__What you are asked to do__:
Exactly reproduce the lines from the one containing "Q: Point out each instance of the suit lapel" through the last line of the data, both ends included, leaving out pictures.

— begin Records for processing —

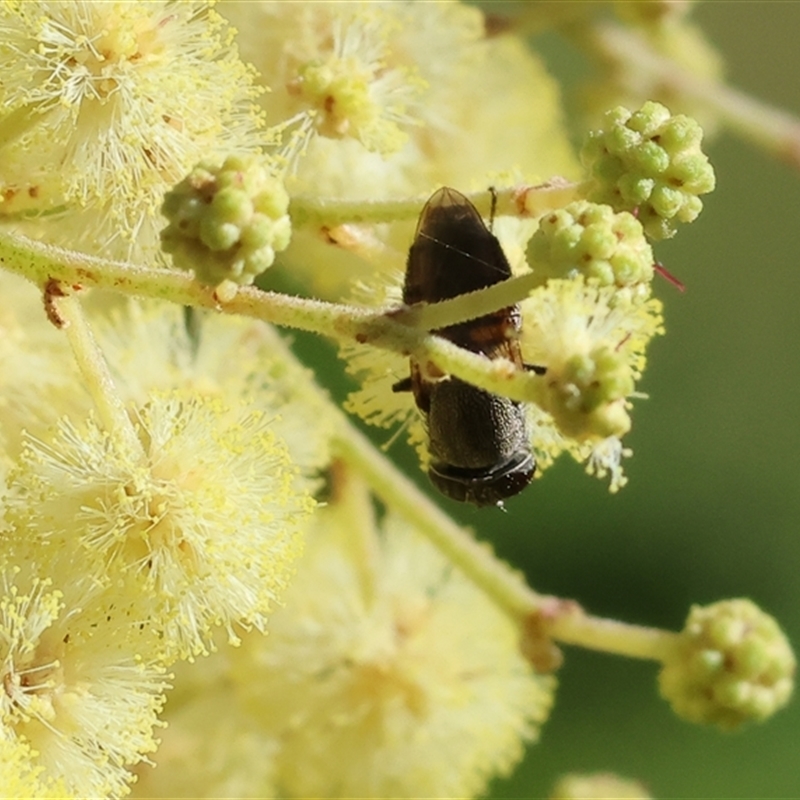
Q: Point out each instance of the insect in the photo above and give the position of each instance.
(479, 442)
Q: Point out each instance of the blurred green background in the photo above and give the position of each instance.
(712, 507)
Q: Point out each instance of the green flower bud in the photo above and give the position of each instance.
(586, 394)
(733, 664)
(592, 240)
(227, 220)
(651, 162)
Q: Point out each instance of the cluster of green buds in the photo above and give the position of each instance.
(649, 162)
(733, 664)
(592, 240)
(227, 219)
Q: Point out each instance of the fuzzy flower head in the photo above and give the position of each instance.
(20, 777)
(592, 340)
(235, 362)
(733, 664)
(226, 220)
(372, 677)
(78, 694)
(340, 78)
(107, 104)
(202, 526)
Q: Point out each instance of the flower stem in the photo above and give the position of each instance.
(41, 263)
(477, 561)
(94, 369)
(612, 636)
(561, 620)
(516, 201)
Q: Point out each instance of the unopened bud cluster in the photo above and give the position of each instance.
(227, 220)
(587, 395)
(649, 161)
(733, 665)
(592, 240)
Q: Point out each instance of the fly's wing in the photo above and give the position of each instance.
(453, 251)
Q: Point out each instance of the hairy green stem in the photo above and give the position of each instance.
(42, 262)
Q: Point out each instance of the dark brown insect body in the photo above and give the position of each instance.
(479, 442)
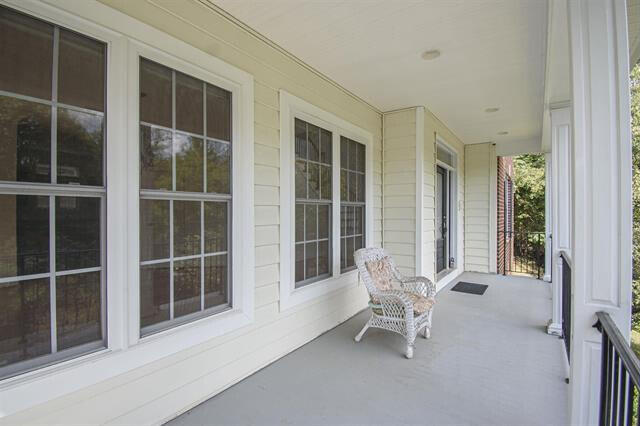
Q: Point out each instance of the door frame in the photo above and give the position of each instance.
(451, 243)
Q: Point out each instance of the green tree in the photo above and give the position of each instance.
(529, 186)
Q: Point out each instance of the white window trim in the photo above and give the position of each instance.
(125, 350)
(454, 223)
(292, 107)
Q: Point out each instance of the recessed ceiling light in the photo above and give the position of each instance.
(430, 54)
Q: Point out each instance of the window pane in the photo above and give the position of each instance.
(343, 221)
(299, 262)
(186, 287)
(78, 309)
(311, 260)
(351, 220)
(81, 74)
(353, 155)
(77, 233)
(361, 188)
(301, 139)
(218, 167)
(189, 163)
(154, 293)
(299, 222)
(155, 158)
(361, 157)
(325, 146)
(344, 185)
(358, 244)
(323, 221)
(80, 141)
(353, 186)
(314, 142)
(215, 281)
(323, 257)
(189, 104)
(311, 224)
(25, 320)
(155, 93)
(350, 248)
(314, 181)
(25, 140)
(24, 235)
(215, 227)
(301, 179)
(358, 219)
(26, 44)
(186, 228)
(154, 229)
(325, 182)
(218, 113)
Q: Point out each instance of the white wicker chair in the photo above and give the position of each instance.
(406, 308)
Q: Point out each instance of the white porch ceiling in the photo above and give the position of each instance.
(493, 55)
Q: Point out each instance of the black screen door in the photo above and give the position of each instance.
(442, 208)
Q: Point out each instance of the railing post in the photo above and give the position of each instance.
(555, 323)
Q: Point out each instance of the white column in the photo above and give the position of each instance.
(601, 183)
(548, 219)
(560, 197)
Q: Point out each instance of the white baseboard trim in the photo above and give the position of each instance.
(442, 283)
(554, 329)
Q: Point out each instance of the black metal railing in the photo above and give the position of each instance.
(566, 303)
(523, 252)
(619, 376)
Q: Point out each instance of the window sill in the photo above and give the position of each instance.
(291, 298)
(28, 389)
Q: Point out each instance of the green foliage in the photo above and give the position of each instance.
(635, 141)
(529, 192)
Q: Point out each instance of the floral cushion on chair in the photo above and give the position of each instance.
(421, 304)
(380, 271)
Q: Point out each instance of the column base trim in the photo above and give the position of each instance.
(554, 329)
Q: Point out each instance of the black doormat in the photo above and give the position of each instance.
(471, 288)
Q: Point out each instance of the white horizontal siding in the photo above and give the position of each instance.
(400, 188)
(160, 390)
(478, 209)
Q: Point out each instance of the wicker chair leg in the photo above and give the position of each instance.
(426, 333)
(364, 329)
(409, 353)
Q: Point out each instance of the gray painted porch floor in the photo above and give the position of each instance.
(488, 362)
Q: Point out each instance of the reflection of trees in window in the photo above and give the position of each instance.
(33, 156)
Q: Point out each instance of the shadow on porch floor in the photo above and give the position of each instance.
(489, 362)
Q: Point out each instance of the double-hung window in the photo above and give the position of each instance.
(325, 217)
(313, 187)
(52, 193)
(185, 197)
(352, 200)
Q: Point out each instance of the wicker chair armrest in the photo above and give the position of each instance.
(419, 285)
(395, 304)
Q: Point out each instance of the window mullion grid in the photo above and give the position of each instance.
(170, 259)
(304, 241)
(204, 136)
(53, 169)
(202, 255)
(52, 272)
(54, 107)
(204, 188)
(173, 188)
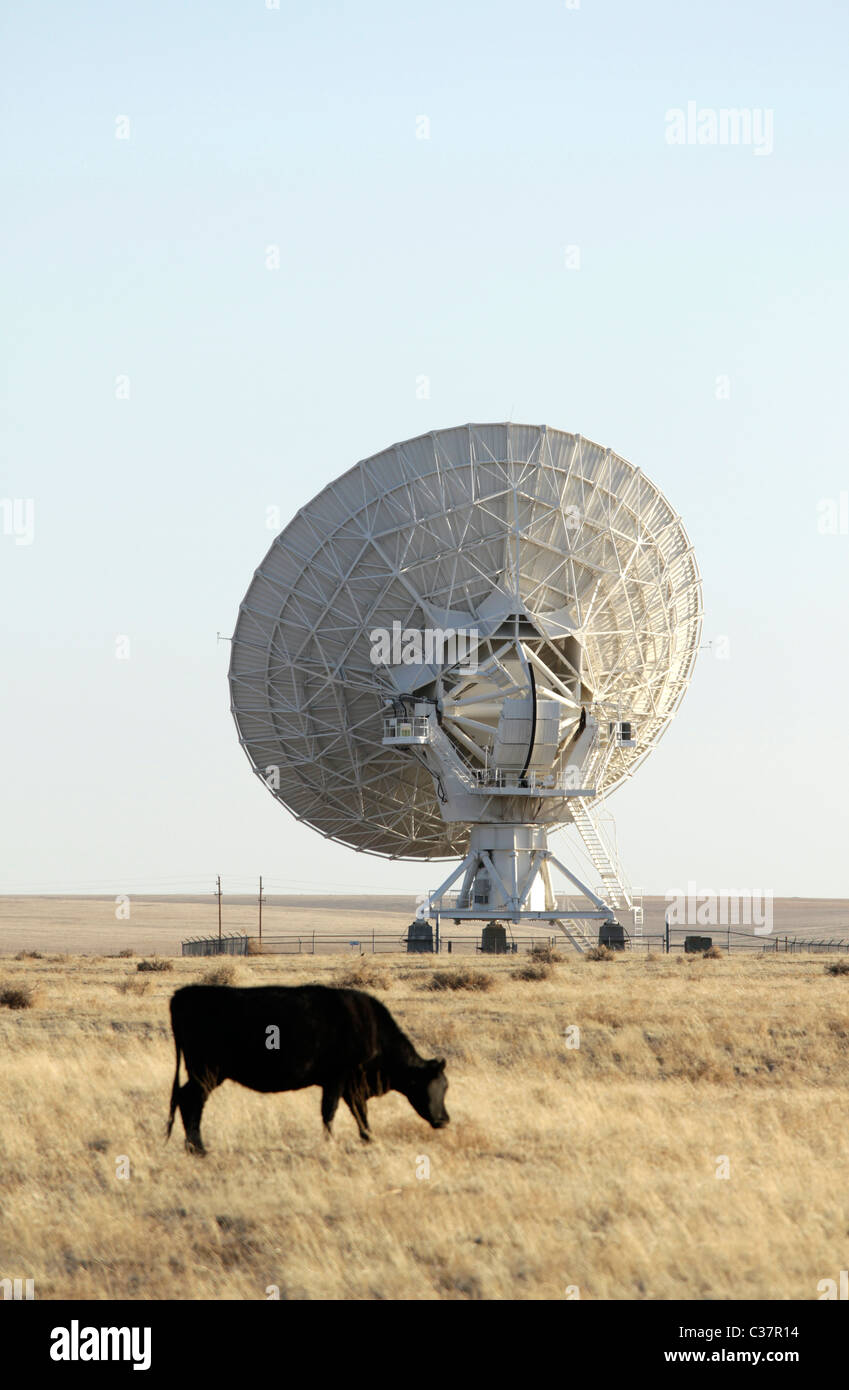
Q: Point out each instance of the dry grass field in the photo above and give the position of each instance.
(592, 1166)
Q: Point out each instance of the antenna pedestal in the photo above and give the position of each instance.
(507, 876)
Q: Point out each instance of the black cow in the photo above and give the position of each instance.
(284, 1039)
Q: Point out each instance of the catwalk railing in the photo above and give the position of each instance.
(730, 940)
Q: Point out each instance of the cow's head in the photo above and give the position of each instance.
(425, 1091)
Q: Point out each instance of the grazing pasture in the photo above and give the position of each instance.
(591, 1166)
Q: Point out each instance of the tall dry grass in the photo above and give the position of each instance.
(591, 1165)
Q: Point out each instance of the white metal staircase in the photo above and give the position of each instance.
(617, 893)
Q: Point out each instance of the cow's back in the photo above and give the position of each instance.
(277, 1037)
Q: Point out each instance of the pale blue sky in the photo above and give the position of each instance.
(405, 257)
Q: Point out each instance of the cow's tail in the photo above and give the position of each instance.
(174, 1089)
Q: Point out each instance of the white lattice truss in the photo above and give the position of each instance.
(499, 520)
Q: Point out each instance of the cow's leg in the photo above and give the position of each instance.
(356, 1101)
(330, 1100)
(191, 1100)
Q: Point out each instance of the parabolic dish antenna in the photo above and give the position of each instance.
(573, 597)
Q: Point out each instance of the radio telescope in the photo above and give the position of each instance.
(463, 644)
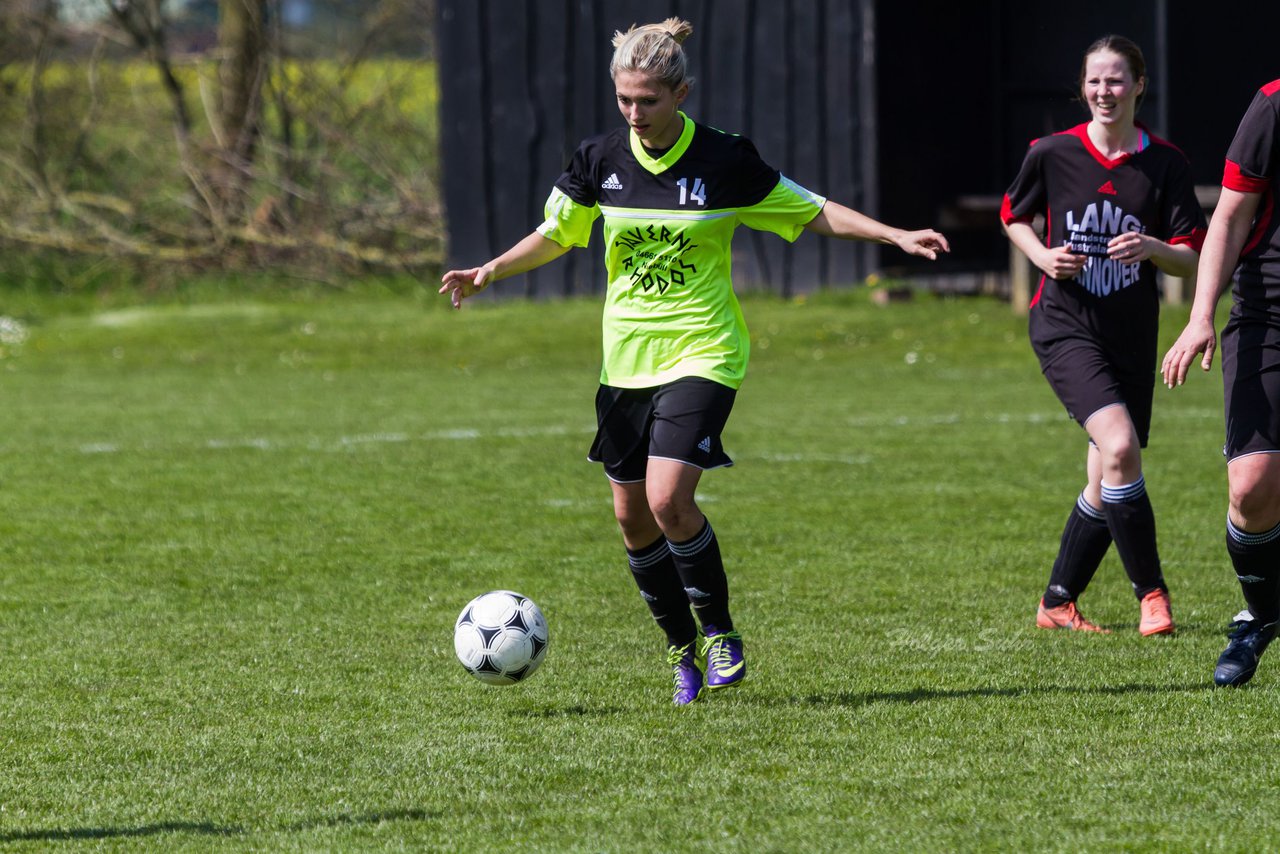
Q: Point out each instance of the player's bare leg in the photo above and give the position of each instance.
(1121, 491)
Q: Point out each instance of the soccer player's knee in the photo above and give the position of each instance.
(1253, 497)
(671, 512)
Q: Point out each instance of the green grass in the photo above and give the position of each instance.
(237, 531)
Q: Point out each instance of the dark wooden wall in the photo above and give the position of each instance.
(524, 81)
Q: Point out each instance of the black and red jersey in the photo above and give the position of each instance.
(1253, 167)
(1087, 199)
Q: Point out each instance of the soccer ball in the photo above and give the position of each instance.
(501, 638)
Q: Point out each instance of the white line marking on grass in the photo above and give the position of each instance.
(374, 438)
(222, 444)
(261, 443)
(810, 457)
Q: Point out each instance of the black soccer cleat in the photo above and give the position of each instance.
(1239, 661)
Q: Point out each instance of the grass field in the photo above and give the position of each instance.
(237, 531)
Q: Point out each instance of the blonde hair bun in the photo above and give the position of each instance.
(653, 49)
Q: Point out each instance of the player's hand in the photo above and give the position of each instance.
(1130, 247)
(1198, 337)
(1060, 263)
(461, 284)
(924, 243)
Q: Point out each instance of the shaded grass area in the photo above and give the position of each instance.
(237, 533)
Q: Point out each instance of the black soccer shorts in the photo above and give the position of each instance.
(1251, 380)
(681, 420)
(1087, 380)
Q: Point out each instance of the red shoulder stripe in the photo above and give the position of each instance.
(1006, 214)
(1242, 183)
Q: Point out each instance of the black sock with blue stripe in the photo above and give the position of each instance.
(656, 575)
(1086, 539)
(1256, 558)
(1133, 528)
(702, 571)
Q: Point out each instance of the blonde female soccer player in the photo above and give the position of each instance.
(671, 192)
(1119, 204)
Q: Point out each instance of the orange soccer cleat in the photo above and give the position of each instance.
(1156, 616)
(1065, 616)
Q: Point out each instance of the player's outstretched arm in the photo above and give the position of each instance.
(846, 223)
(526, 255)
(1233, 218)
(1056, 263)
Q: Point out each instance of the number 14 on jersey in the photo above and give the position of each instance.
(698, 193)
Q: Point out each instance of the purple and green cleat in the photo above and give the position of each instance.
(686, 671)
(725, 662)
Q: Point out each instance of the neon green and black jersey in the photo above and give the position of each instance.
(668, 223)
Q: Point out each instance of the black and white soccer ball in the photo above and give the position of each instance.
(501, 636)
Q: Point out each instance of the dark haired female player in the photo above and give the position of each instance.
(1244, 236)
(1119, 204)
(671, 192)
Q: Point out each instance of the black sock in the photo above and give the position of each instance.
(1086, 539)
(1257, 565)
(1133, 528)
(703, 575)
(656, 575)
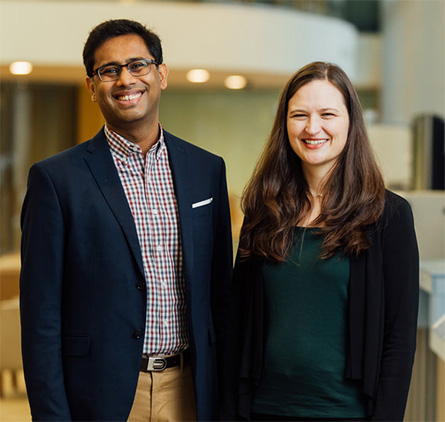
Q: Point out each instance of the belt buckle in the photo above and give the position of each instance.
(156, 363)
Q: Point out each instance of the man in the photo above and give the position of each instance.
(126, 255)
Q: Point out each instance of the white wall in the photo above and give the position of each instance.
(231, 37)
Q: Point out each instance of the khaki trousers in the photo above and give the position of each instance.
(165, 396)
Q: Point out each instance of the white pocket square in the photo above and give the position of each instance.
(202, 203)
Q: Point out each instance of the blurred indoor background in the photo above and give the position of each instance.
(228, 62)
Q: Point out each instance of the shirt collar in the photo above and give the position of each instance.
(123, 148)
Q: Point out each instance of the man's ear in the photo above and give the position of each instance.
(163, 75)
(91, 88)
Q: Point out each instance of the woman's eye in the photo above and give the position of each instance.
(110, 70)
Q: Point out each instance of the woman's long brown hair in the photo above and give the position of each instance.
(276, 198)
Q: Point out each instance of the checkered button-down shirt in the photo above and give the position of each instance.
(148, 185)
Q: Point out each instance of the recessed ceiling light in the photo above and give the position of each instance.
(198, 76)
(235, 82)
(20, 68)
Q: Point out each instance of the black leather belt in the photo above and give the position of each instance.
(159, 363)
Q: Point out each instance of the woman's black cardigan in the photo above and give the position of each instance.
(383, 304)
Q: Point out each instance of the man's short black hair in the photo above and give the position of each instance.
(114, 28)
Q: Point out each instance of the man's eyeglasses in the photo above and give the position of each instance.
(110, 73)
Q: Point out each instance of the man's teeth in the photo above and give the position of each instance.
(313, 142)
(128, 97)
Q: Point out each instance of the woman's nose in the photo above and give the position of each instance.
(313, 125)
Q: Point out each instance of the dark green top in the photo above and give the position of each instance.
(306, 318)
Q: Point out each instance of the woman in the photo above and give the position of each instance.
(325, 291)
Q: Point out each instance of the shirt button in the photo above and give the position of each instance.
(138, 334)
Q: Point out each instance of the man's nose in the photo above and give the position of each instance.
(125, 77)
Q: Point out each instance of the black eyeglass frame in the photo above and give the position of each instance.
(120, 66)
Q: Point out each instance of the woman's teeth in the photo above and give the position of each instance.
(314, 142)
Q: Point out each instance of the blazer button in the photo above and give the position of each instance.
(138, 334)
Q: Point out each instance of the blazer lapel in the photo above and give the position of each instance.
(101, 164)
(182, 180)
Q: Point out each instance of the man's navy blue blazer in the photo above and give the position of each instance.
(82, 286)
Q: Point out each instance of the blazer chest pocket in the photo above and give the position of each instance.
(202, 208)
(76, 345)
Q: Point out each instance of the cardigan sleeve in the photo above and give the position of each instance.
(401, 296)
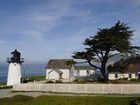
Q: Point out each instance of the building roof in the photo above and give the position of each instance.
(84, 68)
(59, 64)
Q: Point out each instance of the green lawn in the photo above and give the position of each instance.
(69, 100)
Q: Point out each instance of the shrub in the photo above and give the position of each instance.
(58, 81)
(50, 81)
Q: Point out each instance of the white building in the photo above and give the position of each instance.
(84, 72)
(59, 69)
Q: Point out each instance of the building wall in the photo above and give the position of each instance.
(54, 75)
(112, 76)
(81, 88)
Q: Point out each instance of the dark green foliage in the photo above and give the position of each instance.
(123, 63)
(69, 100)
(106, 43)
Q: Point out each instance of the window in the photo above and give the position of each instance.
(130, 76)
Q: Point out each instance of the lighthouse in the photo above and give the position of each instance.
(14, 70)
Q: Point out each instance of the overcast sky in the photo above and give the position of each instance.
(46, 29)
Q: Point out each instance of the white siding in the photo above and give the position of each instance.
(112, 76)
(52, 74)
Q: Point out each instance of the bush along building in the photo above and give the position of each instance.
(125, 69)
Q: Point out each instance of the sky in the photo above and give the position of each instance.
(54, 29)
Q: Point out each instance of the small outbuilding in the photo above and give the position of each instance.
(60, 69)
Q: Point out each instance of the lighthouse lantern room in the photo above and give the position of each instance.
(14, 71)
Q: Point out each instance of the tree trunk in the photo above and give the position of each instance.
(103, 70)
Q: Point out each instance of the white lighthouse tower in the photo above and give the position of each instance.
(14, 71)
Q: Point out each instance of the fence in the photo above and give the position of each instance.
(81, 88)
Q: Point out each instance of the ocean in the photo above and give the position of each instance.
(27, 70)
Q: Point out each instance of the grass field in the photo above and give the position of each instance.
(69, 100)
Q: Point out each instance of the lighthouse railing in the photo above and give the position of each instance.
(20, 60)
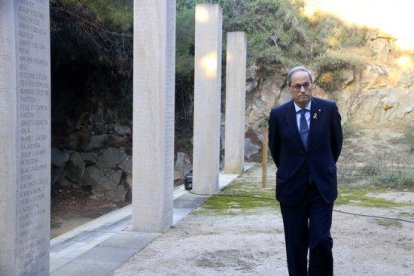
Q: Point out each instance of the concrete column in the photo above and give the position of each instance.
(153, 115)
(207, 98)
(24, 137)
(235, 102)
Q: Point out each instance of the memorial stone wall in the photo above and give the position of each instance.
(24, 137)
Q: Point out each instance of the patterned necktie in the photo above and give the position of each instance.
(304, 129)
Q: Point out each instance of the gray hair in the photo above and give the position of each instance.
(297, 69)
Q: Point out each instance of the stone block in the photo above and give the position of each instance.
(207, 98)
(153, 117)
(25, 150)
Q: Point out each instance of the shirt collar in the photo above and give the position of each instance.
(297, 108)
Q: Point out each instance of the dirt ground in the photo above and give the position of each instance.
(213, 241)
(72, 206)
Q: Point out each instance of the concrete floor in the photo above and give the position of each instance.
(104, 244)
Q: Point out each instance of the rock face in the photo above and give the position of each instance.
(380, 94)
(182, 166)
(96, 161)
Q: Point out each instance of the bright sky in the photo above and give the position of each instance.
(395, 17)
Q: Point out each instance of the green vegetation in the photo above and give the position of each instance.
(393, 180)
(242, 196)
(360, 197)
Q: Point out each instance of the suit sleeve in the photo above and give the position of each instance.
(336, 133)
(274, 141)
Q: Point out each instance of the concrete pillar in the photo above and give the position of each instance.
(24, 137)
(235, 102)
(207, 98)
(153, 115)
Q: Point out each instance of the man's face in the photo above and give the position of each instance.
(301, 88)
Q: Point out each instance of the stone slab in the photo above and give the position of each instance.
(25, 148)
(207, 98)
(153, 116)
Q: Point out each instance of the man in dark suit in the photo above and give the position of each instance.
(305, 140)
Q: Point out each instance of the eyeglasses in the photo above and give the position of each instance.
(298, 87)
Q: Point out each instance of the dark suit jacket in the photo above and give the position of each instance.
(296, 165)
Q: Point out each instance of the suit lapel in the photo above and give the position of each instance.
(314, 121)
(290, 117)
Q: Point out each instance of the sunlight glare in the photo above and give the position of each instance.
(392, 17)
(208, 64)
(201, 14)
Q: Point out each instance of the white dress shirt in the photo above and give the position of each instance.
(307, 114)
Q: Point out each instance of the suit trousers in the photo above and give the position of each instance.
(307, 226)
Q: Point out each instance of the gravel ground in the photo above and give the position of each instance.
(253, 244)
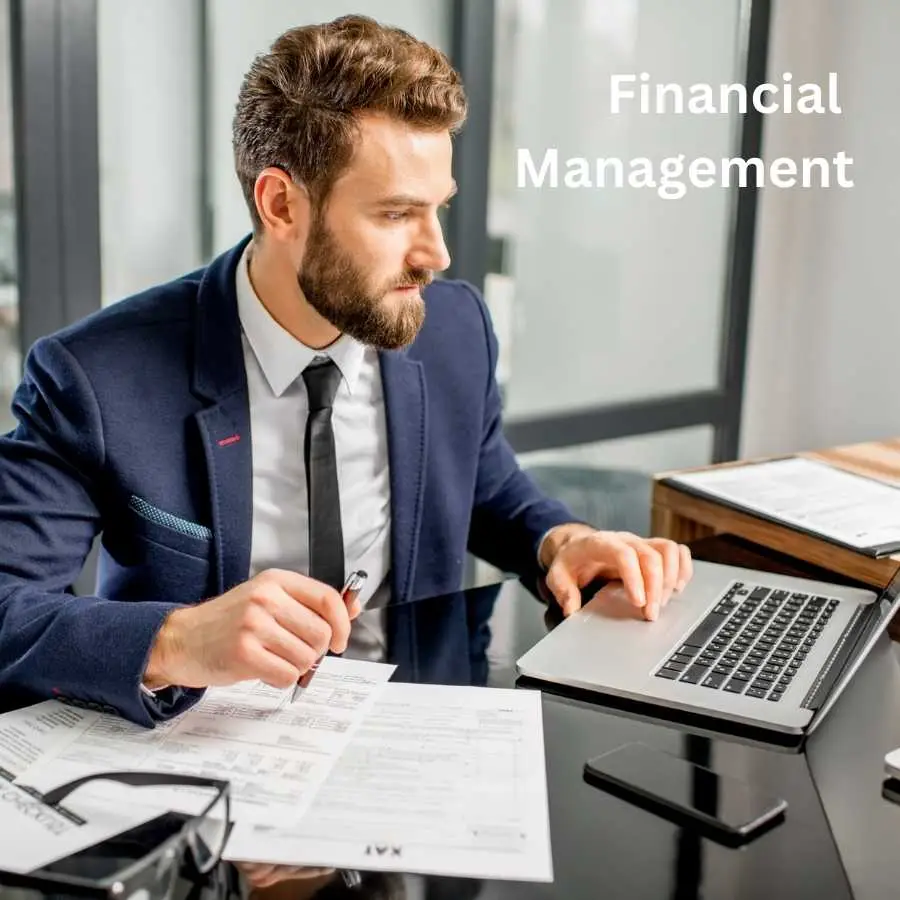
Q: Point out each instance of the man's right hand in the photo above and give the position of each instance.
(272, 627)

— end Records for processing —

__Task output__:
Q: Point out each instance of the suit lapel in the photo above and give the position of each instance.
(314, 121)
(290, 117)
Q: Point out each instance of the sunlight glare in the photo above and give the position of each instance.
(392, 17)
(208, 64)
(201, 14)
Q: Point out each instance of the white dress shirt in the photo above and give the position of each instance.
(307, 114)
Q: Point out each instance of the suit trousers in the photo above and give the position of each instance.
(307, 226)
Q: Point out each instance of the gravel ground in the photo above and give the position of each instance.
(253, 244)
Q: Point out each instance of the man's right hand in the photo above and give the position of each instance.
(272, 627)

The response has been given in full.